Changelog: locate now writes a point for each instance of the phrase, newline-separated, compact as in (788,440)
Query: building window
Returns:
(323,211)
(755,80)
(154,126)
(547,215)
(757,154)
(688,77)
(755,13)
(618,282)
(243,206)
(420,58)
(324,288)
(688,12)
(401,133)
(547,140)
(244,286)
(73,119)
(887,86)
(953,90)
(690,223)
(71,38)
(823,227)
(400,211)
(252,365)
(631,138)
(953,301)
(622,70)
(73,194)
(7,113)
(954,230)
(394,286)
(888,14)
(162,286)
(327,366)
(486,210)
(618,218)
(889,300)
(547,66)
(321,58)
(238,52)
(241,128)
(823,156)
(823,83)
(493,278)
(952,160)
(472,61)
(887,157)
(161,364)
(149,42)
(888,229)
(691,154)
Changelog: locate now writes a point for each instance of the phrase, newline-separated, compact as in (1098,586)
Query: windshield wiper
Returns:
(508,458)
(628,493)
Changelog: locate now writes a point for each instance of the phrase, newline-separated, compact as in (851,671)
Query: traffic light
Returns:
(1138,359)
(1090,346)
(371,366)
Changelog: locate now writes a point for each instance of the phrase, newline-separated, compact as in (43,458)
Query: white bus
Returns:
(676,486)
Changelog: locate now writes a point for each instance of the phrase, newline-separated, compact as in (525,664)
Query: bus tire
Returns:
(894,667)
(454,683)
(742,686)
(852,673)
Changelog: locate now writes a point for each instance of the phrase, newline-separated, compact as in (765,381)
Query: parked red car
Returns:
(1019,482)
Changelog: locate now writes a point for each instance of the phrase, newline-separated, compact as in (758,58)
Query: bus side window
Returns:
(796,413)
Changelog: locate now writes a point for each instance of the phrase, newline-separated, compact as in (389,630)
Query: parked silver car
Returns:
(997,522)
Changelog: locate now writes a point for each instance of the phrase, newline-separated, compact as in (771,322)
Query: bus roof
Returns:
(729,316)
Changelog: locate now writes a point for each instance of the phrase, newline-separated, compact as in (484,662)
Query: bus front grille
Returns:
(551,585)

□ □ □ □ □ □ □

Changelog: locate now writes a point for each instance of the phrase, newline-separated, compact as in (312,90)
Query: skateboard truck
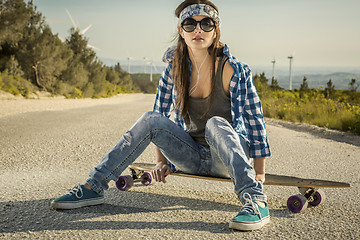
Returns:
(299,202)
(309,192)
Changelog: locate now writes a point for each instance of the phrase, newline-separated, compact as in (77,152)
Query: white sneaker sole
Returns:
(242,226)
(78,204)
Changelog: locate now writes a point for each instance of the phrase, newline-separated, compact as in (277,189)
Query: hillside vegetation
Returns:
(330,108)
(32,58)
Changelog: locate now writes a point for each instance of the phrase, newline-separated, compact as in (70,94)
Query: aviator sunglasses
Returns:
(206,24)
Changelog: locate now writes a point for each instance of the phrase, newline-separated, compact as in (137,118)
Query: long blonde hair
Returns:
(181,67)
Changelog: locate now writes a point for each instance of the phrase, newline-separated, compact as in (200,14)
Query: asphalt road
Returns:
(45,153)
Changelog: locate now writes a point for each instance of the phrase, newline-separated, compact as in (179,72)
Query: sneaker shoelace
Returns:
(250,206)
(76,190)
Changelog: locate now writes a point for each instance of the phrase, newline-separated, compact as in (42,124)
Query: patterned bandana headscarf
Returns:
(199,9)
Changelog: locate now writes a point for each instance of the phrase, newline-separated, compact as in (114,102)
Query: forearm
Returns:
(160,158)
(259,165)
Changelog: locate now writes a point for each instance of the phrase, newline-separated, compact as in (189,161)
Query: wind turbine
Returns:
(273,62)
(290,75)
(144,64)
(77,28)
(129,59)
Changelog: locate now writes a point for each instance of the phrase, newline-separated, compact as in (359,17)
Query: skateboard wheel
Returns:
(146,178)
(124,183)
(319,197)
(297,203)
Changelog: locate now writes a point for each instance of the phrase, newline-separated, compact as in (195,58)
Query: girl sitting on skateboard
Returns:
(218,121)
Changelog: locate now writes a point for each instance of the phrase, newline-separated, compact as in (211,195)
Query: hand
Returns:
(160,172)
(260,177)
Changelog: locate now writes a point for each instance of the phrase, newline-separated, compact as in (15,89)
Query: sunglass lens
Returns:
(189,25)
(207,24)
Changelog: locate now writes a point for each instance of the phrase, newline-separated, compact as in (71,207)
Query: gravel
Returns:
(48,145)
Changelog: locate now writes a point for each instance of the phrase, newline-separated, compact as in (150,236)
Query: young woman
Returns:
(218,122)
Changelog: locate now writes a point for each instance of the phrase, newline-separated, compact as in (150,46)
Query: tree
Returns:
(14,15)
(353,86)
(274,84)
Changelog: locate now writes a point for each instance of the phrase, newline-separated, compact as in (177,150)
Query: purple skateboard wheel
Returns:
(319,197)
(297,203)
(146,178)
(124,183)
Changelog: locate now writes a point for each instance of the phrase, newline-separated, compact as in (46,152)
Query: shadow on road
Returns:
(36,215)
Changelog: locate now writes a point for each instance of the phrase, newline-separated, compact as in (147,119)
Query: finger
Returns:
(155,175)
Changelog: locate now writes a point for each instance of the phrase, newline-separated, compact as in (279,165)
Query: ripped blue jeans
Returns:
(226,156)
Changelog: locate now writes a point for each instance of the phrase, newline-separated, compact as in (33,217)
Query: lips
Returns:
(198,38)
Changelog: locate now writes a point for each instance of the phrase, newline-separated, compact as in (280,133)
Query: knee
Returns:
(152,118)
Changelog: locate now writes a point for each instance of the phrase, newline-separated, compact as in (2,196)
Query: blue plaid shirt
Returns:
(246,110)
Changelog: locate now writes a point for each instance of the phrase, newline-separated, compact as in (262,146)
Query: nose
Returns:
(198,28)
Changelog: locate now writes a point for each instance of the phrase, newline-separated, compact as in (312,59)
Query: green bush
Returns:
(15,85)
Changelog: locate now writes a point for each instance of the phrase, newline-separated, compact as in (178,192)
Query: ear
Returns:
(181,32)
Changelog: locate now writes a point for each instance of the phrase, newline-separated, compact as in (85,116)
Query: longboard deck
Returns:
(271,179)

□ □ □ □ □ □ □

*WORK REQUEST*.
Show every line above in which the word "window" occurs.

*EXPECTED ANSWER*.
Query: building window
Query: bus side window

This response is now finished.